## BEGIN
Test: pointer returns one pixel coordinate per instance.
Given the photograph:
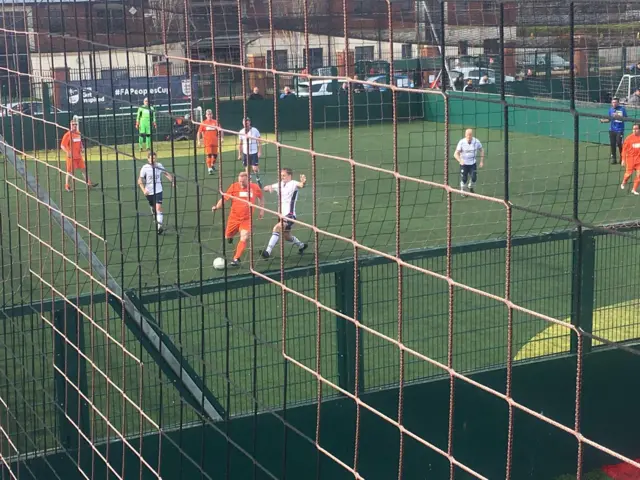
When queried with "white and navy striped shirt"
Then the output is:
(289, 196)
(469, 150)
(151, 175)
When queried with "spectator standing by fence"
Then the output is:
(617, 114)
(256, 94)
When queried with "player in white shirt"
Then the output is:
(467, 156)
(150, 182)
(288, 192)
(250, 148)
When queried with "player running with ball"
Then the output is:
(631, 159)
(288, 189)
(242, 195)
(467, 156)
(150, 182)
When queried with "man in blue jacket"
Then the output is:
(617, 114)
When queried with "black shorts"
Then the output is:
(288, 224)
(154, 199)
(252, 160)
(468, 169)
(616, 138)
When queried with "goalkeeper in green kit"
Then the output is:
(145, 117)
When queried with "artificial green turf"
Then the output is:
(540, 179)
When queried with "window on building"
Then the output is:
(407, 50)
(54, 23)
(282, 60)
(109, 20)
(115, 74)
(315, 58)
(364, 53)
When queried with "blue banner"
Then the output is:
(87, 95)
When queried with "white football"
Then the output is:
(218, 263)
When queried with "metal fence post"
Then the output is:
(70, 377)
(584, 265)
(346, 331)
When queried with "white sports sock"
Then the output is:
(296, 242)
(272, 242)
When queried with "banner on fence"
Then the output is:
(109, 93)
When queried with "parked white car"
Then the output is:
(475, 74)
(320, 88)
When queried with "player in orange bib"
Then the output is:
(631, 159)
(208, 136)
(71, 145)
(242, 195)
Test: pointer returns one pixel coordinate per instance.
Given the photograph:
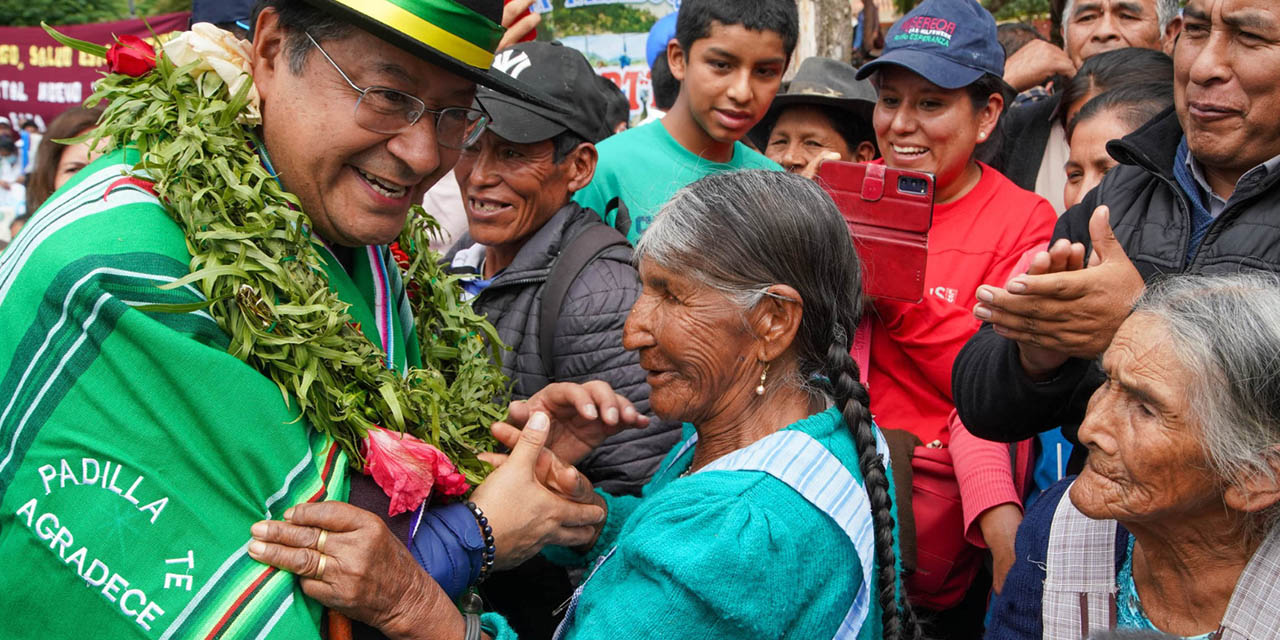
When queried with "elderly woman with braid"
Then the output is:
(773, 517)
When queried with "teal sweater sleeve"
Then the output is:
(620, 507)
(726, 554)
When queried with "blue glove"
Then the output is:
(448, 544)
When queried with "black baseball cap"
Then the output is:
(949, 42)
(557, 72)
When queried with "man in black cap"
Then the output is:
(554, 279)
(824, 114)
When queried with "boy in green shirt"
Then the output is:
(728, 56)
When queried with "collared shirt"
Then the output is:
(1217, 204)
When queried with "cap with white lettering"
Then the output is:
(949, 42)
(560, 73)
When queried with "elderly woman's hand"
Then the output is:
(350, 561)
(583, 416)
(533, 499)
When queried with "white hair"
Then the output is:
(1165, 13)
(1225, 329)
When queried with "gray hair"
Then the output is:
(1165, 13)
(741, 232)
(1225, 329)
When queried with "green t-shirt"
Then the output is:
(644, 167)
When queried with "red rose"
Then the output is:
(131, 55)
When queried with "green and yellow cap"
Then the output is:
(458, 35)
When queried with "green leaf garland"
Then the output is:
(259, 268)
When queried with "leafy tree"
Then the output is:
(585, 21)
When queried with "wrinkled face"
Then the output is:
(1089, 161)
(693, 342)
(355, 184)
(928, 128)
(801, 133)
(1226, 82)
(1146, 461)
(510, 190)
(730, 78)
(1097, 26)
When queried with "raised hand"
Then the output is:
(1070, 312)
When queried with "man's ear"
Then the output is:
(268, 50)
(1255, 493)
(580, 167)
(776, 319)
(1171, 31)
(676, 59)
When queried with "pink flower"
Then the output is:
(407, 469)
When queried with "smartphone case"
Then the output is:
(888, 213)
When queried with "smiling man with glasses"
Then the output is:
(158, 394)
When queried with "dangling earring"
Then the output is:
(759, 389)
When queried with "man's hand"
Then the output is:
(1070, 312)
(359, 568)
(524, 513)
(810, 169)
(583, 416)
(1034, 63)
(519, 22)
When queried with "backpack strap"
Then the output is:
(576, 254)
(1079, 575)
(622, 220)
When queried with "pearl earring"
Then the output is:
(759, 389)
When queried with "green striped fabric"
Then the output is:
(135, 452)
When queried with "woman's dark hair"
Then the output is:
(741, 232)
(1112, 69)
(979, 92)
(1133, 104)
(44, 170)
(777, 16)
(666, 87)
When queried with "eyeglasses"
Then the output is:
(387, 110)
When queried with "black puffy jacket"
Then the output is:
(588, 343)
(1152, 220)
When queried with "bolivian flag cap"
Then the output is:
(457, 35)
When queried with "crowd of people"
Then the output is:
(716, 430)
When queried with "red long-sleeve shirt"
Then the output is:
(977, 240)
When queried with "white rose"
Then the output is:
(222, 53)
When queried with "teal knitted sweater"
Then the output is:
(721, 554)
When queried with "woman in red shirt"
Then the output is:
(941, 97)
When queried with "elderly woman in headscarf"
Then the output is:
(1171, 526)
(773, 519)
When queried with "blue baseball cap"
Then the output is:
(949, 42)
(659, 35)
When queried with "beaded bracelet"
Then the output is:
(489, 549)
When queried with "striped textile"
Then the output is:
(1080, 583)
(803, 464)
(135, 452)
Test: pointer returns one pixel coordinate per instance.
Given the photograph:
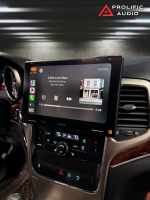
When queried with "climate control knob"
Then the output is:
(62, 148)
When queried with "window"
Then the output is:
(88, 83)
(95, 83)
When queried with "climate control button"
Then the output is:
(62, 148)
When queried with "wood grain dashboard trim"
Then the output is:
(130, 154)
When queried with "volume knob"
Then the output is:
(62, 148)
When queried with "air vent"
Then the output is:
(133, 108)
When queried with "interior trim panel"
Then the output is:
(50, 189)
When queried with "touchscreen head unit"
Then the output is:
(77, 94)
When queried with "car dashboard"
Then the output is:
(115, 167)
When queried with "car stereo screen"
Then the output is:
(78, 92)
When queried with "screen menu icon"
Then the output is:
(31, 98)
(32, 83)
(32, 90)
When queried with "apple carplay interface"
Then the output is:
(72, 90)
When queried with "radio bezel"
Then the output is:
(113, 100)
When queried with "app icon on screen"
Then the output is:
(32, 90)
(31, 98)
(32, 82)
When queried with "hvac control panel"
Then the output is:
(70, 145)
(69, 157)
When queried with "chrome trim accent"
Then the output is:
(47, 189)
(128, 161)
(31, 121)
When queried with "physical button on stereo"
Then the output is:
(39, 144)
(95, 149)
(62, 148)
(39, 138)
(40, 131)
(47, 140)
(48, 133)
(74, 154)
(85, 140)
(84, 148)
(54, 141)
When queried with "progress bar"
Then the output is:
(58, 106)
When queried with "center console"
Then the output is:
(72, 105)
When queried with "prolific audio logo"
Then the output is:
(121, 10)
(106, 12)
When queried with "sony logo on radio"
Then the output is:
(102, 69)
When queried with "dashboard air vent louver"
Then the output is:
(133, 108)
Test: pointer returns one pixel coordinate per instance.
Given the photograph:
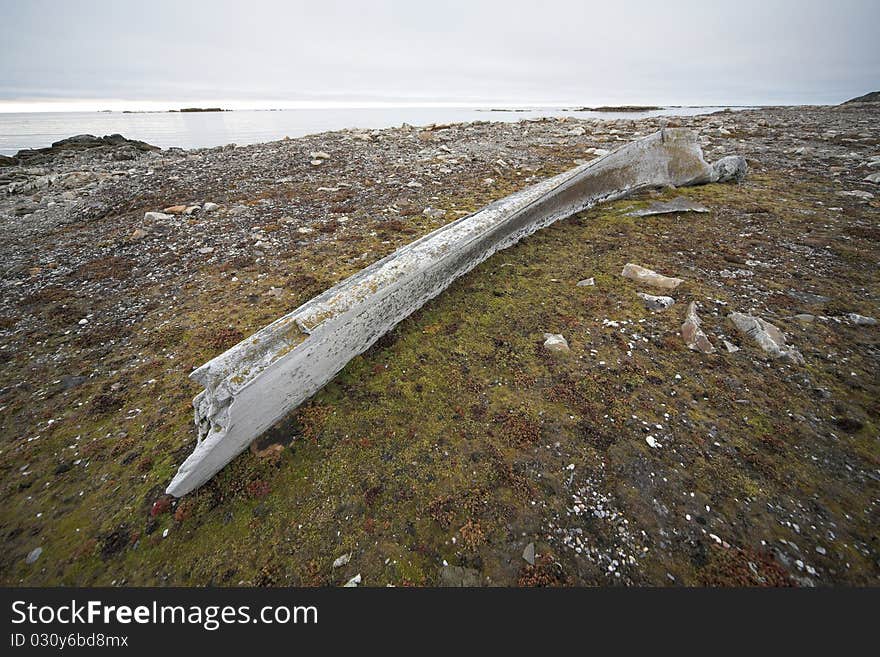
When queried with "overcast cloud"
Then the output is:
(620, 51)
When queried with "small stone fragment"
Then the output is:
(156, 216)
(857, 193)
(693, 335)
(555, 342)
(732, 168)
(643, 275)
(656, 303)
(529, 554)
(861, 320)
(768, 337)
(341, 561)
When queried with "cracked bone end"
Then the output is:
(692, 333)
(732, 168)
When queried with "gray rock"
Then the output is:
(861, 320)
(679, 204)
(156, 216)
(644, 275)
(768, 337)
(693, 335)
(341, 561)
(458, 576)
(857, 193)
(656, 303)
(529, 554)
(732, 168)
(555, 342)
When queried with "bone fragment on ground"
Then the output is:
(650, 277)
(768, 337)
(255, 383)
(693, 335)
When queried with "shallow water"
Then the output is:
(206, 129)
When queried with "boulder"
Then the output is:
(693, 335)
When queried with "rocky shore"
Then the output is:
(460, 449)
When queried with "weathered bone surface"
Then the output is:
(253, 384)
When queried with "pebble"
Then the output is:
(341, 561)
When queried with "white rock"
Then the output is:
(857, 193)
(555, 342)
(156, 216)
(861, 320)
(643, 275)
(656, 303)
(341, 561)
(768, 337)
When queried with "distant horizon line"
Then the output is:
(158, 106)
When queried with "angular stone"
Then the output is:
(656, 303)
(861, 320)
(768, 337)
(556, 343)
(693, 335)
(650, 277)
(156, 216)
(732, 168)
(529, 554)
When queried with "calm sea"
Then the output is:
(206, 129)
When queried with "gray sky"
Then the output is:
(614, 51)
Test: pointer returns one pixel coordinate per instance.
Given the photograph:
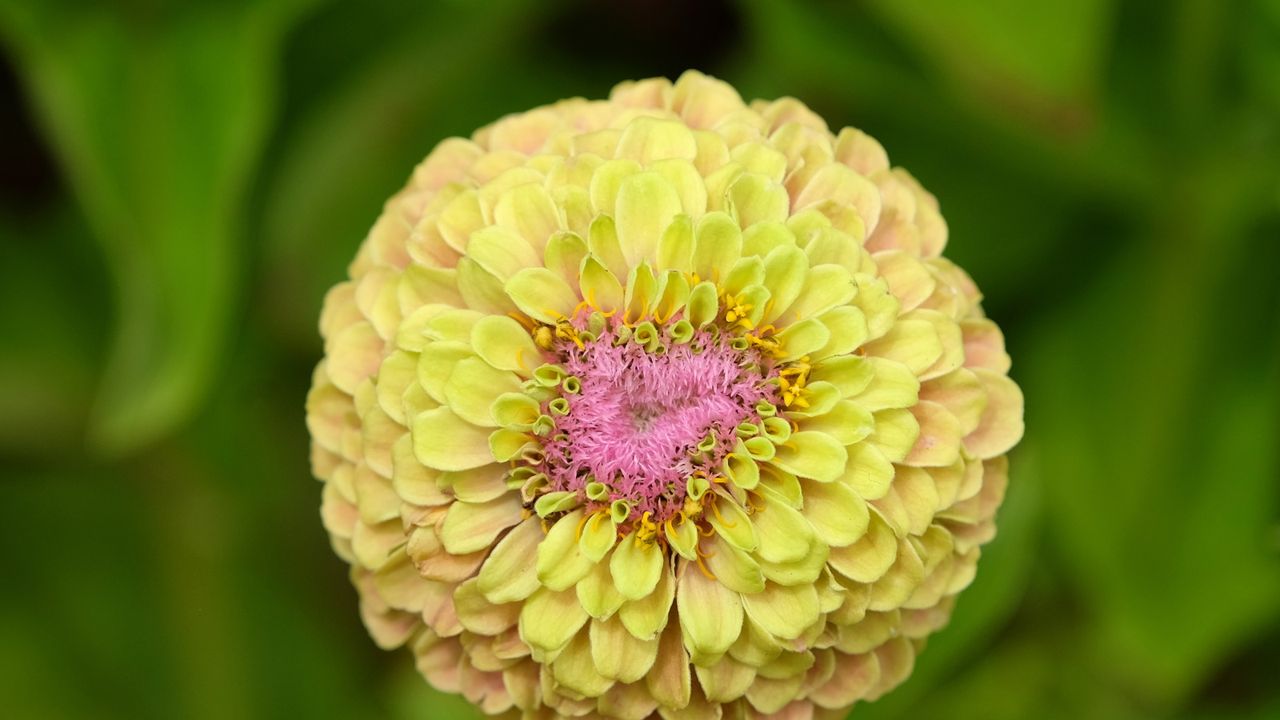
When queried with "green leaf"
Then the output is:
(158, 123)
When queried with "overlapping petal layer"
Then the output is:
(805, 520)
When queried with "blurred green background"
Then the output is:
(179, 182)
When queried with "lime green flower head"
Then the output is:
(664, 405)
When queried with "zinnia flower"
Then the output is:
(661, 405)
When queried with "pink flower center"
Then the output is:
(645, 420)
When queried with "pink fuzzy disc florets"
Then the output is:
(644, 420)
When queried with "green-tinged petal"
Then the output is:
(734, 568)
(560, 559)
(472, 387)
(502, 251)
(785, 272)
(849, 373)
(1001, 424)
(703, 304)
(732, 523)
(803, 572)
(684, 538)
(648, 140)
(506, 443)
(435, 365)
(826, 287)
(411, 335)
(787, 665)
(641, 292)
(892, 386)
(717, 245)
(711, 615)
(782, 611)
(470, 527)
(763, 238)
(617, 654)
(575, 670)
(959, 391)
(906, 276)
(688, 182)
(515, 410)
(598, 536)
(868, 559)
(602, 241)
(397, 372)
(598, 593)
(414, 482)
(421, 286)
(529, 212)
(762, 159)
(636, 566)
(914, 343)
(481, 616)
(563, 255)
(877, 304)
(479, 484)
(446, 442)
(801, 338)
(848, 328)
(812, 455)
(510, 574)
(896, 432)
(845, 186)
(599, 287)
(670, 682)
(868, 472)
(836, 513)
(785, 534)
(542, 295)
(846, 423)
(461, 218)
(647, 616)
(549, 619)
(726, 680)
(757, 199)
(900, 580)
(938, 442)
(746, 272)
(676, 245)
(645, 205)
(854, 675)
(741, 469)
(481, 290)
(672, 295)
(754, 646)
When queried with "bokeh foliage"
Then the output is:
(182, 181)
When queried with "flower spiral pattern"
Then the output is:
(666, 405)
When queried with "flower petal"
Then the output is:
(812, 455)
(711, 615)
(542, 295)
(470, 527)
(446, 442)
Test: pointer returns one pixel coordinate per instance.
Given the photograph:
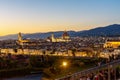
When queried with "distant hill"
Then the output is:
(111, 30)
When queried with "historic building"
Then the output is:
(64, 38)
(112, 44)
(21, 41)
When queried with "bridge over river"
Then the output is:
(77, 75)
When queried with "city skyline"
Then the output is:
(30, 16)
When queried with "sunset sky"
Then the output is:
(31, 16)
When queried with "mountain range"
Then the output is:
(110, 30)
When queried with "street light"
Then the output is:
(64, 63)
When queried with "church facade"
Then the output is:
(64, 38)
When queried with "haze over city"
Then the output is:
(30, 16)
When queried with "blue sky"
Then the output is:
(29, 16)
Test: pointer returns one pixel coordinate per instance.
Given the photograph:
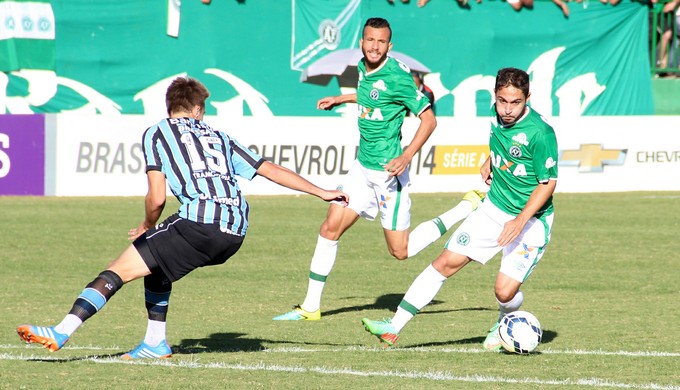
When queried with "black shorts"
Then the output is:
(178, 246)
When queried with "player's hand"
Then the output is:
(397, 165)
(136, 232)
(326, 103)
(337, 196)
(511, 230)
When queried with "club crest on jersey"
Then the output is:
(463, 239)
(521, 138)
(515, 151)
(549, 163)
(380, 85)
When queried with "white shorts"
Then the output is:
(371, 191)
(477, 238)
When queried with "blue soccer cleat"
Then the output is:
(145, 351)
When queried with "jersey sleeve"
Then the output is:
(152, 157)
(545, 156)
(406, 92)
(245, 161)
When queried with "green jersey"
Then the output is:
(383, 98)
(522, 156)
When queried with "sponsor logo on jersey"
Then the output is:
(521, 138)
(515, 151)
(380, 85)
(525, 251)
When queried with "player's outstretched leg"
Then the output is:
(430, 231)
(45, 335)
(382, 329)
(298, 314)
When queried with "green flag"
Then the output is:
(320, 27)
(26, 35)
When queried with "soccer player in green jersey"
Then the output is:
(515, 217)
(378, 181)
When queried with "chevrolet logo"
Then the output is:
(592, 158)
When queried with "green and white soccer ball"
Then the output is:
(520, 332)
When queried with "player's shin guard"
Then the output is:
(157, 289)
(96, 294)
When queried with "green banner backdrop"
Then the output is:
(118, 56)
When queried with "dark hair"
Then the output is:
(513, 77)
(184, 93)
(378, 23)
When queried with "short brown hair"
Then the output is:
(378, 23)
(184, 93)
(513, 77)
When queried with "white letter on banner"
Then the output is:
(5, 162)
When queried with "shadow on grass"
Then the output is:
(221, 342)
(77, 358)
(390, 302)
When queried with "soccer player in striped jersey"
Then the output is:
(378, 181)
(199, 164)
(515, 217)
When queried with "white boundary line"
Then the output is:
(427, 375)
(546, 351)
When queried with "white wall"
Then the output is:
(101, 155)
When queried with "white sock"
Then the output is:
(422, 291)
(322, 264)
(155, 333)
(68, 325)
(429, 231)
(512, 305)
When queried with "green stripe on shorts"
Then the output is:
(396, 206)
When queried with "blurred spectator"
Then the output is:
(666, 26)
(418, 79)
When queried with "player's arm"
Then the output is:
(428, 122)
(538, 197)
(287, 178)
(154, 203)
(485, 171)
(329, 102)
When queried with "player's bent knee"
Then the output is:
(505, 296)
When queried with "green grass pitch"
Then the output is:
(607, 294)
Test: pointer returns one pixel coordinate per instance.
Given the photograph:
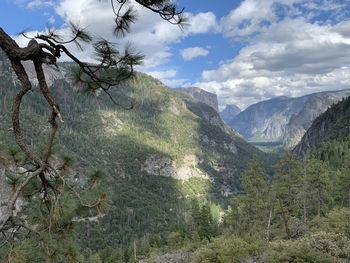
## END
◆ Stated goal
Select every line above that contains the word "pink".

◆ Solution to the problem
When queried with "pink flower"
When queried with "pink flower center"
When queried with "pink fuzzy disc florets"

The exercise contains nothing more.